Stated goal a:
In the blog post about verifying s2n HMAC, what tool did Galois use to build the proof?

Part one: Verifying s2n HMAC with SAW

In June 2015, Amazon introduced its s2n library, an open-source TLS library that prioritizes simplicity. A stated benefit of this simplicity is ease of auditing and testing. Galois recently collaborated with Amazon to show that this benefit extends to verifiability by proving the correctness of s2n’s implementation of the keyed-Hash Message Authentication Code (HMAC) algorithm. To construct this proof, we used Galois’s Software Analysis Workbench (SAW). This is the first in a series of three blog posts (including part two and part three) explaining the project, what we proved, and how we used SAW to prove it.

Amazon’s s2n is now at the forefront of verification in cryptography libraries. We would like to thank the team at Amazon for taking such a forward-thinking approach towards the correctness of their library, and giving us the opportunity to collaborate on such a great piece of software.

Why Verify?

Stated goal b:
Find every line of the records below that contains the word "branch", matching case exactly, and copy each of those lines.

Source data:
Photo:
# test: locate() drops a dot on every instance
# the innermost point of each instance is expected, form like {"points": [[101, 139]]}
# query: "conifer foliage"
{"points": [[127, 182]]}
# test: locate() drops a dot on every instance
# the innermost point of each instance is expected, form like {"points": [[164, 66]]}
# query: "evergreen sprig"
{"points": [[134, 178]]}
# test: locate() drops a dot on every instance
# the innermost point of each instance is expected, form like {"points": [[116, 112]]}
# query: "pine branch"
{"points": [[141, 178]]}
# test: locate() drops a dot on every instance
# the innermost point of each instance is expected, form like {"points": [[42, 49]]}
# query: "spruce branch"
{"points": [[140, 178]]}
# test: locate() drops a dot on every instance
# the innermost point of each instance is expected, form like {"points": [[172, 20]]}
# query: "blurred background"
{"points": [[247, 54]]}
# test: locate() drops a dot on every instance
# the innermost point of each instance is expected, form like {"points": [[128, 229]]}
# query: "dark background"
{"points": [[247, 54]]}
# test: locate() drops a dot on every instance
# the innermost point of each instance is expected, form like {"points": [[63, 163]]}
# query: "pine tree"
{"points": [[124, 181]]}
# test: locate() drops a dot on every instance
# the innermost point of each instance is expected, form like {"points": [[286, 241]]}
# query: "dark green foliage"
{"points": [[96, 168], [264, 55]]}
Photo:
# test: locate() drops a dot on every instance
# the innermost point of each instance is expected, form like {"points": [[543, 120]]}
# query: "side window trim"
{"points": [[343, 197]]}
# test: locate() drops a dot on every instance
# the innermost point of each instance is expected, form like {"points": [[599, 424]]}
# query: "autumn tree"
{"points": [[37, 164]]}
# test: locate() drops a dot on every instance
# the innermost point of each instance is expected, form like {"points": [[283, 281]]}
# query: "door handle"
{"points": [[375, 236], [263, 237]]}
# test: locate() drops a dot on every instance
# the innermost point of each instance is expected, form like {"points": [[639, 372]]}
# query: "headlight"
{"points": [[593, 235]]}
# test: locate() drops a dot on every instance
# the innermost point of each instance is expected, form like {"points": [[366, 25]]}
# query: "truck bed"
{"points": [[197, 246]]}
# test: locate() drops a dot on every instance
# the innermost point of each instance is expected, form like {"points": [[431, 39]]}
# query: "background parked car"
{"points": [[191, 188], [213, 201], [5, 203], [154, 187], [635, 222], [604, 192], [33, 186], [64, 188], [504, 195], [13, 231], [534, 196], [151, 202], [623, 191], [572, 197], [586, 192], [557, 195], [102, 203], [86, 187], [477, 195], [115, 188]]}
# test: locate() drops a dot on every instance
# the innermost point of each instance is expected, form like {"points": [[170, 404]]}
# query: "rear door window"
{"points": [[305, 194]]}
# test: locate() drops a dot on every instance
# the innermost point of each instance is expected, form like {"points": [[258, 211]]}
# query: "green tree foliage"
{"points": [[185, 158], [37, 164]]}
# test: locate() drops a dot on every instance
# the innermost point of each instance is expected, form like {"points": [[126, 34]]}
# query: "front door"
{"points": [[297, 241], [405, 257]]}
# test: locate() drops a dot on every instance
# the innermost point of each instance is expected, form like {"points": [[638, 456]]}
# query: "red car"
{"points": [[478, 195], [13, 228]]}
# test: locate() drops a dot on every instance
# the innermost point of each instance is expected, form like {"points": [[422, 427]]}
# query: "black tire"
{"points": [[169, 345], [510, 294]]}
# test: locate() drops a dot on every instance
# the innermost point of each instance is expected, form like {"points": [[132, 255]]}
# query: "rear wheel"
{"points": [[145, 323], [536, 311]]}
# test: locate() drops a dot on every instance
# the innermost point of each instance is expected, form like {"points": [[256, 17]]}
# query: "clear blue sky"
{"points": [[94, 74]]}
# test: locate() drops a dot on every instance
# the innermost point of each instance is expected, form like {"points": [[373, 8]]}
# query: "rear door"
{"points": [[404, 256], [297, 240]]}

Final result a:
Galois's Software Analysis Workbench (SAW).

Final result b:
# query: "pine branch"
# query: "spruce branch"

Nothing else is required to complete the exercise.